» **ТЕКСТ ДЛЯ ЧТЕНИЯ**:
— Хоть бы одно английское ядро попало мне в брюхо!
Но Ней не из тех, кто сдаётся, кто сгибается под пулями. «Судьба Франции в Ваших руках» — слова эти постоянно звучат в его ушах, он выпрямляется и скачет навстречу генералу Келлерману.
— Мы должны предпринять невозможное, — торопясь, объяснил маршал. — Бросайте вашу кавалерию в середину английских войск. Раздавите, растопчите их!
Келлерман пытается возразить, объясняя, что при нем лишь одна бригада, а три других согласно приказу Нея остались в тылу.
— Не имеет значения! — кричит Ней. — Атакуйте с тем, чем располагаете. Раздавите их. Я пошлю за вами все кавалерийские части, что есть под рукой… Вперёд! Не медлите!
Келлерману остаётся подчиниться и предпринять то, что генерал Фуа справедливо назовёт «атакой безумцев».{384} Как всегда, маршал находится в самом опасном месте, в центре вражеского огня, который выбивает целые шеренги. Все офицеры его штаба либо убиты, либо ранены, либо остались без лошадей. Под самим маршалом убиты уже три лошади. Солдаты видят его со шпагой в руке, с побагровевшим лицом, в самом жарком месте боя во главе передовых атакующих отрядов. Совсем как под Бородино, кажется, что его пламенеющая шевелюра опалит каждого, кто приблизится. Наполеон передаёт ему, что, если он не может сломить англичан, то должен их хотя бы удержать. Ситуация Нея становится драматической, у Веллингтона уже двойное численное превосходство. Ней бросается в ряды стрелков Фуа: «Мы устоим!» Обескровленные французы, несмотря ни на что, выдерживают лобовой удар англо-батавских[109] частей. С наступлением темноты бой затихает. Ничья! В общем, обе армии остаются на тех же позициях, что и утром. В тишине, красноречиво отражающей разочарование и той, и другой стороны, маршал ужинает с Жеромом Бонапартом, Флао и ещё несколькими офицерами. Их «ужин» при свете свечей, воткнутых в бутылки, состоит из ломтей хлеба, разложенных на доске, пристроенной на бочках.[110] К часу ночи Флао прибывает во Флёрюс, чтобы подробно доложить Императору о сражении при Катр-Бра. Дело в том, что за весь день Наполеон не имел никаких сведений о положении на левом фланге. «Я доложил ему о сражении, — скажет впоследствии Флао, — и, несмотря на мою привязанность к маршалу Нею, был вынужден признать, не имея возможности объяснить причину, что дух маршала сильно изменился, он даже показался мне не тем человеком, которого я знал раньше».{385}
На следующий день последовали упрёки Императора: «Вчера Его Величество с сожалением был вынужден отметить, что вам не удалось соединить дивизии, что они действовали разрозненно, поэтому ваши потери столь велики». Это скорее упрёк, а не обвинение, но разве не было бы справедливее разделить ответственность за ошибки? Ней не видел особых преимуществ у планов Императора, они также были обречены на неудачу. Тактические ошибки Наполеона и посредственное выполнение его приказов исполнителями, наряду с численным превосходством противника, объясняют поражение при Ватерлоо, которое уже вырисовывалось на горизонте.

(Записи координатной разметки)
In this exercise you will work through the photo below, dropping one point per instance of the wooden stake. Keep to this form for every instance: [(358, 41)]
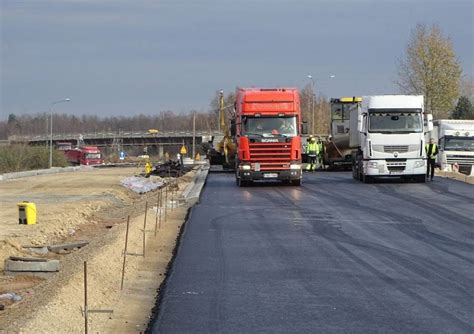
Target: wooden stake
[(157, 212), (144, 228), (125, 252), (85, 299)]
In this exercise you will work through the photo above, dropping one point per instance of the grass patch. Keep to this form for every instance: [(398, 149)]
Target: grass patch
[(17, 158)]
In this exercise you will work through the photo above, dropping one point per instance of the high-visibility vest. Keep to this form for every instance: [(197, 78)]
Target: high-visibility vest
[(320, 147), (312, 148), (431, 150)]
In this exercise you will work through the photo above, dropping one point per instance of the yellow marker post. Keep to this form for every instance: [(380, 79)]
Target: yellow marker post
[(27, 213)]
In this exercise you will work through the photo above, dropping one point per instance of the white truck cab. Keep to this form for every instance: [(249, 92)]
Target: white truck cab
[(455, 140), (387, 135)]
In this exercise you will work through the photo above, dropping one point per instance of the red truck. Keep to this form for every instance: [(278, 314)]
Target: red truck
[(266, 130), (84, 155)]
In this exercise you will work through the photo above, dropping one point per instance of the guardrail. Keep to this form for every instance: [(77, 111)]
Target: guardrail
[(111, 135)]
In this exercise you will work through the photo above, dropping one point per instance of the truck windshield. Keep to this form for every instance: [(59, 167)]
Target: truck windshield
[(459, 143), (342, 111), (268, 126), (92, 155), (395, 120)]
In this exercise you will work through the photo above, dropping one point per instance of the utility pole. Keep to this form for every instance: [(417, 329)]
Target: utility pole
[(51, 130), (310, 77)]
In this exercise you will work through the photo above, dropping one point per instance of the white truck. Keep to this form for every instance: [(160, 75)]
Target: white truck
[(455, 140), (387, 137)]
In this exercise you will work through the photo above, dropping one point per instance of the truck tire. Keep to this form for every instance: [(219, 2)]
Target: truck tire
[(354, 172), (420, 178), (296, 182), (241, 183)]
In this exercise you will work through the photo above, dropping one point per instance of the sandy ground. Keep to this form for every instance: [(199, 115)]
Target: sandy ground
[(92, 206)]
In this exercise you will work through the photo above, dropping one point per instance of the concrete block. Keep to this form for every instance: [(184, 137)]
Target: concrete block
[(31, 266)]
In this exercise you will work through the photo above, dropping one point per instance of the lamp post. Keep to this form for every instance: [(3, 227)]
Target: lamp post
[(310, 77), (51, 130)]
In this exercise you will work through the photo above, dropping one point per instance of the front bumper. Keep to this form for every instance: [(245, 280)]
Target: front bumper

» **ЦЕЛЬ ЗАДАНИЯ**: Переведите на английский язык предложение из текста о сражении при Катр-Бра: «Под самим маршалом убиты уже три лошади».

» **ВЫПОЛНЕННОЕ ЗАДАНИЕ**: Three horses have already been killed under the marshal himself.